DATA SUPPLIED -
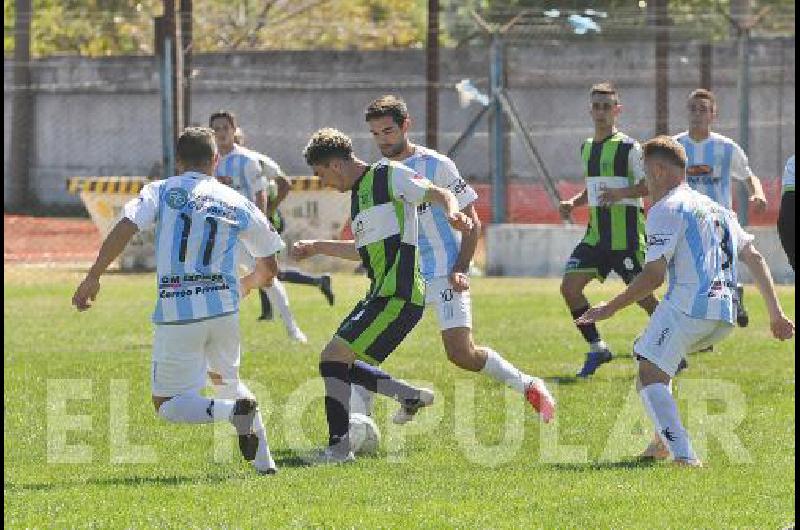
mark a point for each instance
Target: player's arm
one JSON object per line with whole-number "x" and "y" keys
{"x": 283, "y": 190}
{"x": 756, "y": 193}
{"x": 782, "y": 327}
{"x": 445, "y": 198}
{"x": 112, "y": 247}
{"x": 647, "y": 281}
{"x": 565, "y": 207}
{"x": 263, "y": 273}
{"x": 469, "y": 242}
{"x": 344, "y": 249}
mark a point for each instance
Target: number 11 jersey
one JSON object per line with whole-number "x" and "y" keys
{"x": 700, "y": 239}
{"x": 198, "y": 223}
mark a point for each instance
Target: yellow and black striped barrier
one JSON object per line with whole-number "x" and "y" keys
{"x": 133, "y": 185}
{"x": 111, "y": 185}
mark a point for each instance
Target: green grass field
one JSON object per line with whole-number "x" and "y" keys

EXERCISE REQUIREMENTS -
Render each line of the records above as one item in a numbered list. Omit blank lines and leave out the pictures.

WRITTEN RESPONSE -
1. mark a point for each instance
2. Target: player's arm
3. one JSON object per line with whole-number "x" and "y" keys
4. {"x": 283, "y": 190}
5. {"x": 756, "y": 193}
6. {"x": 782, "y": 327}
7. {"x": 445, "y": 198}
8. {"x": 112, "y": 247}
9. {"x": 647, "y": 281}
10. {"x": 565, "y": 207}
11. {"x": 263, "y": 273}
12. {"x": 469, "y": 242}
13. {"x": 344, "y": 249}
14. mark a point for each instance
15. Target: number 11 jersey
16. one JSON object per line with whole-number "x" and "y" keys
17. {"x": 700, "y": 239}
18. {"x": 198, "y": 223}
19. mark a point for each instance
20. Target: yellow and black striped barrier
21. one JSON object per line with whole-number "x" and "y" keys
22. {"x": 133, "y": 185}
23. {"x": 111, "y": 185}
24. mark a point for each instance
25. Target: green grass field
26. one JSON object per line with whole-number "x" and "y" keys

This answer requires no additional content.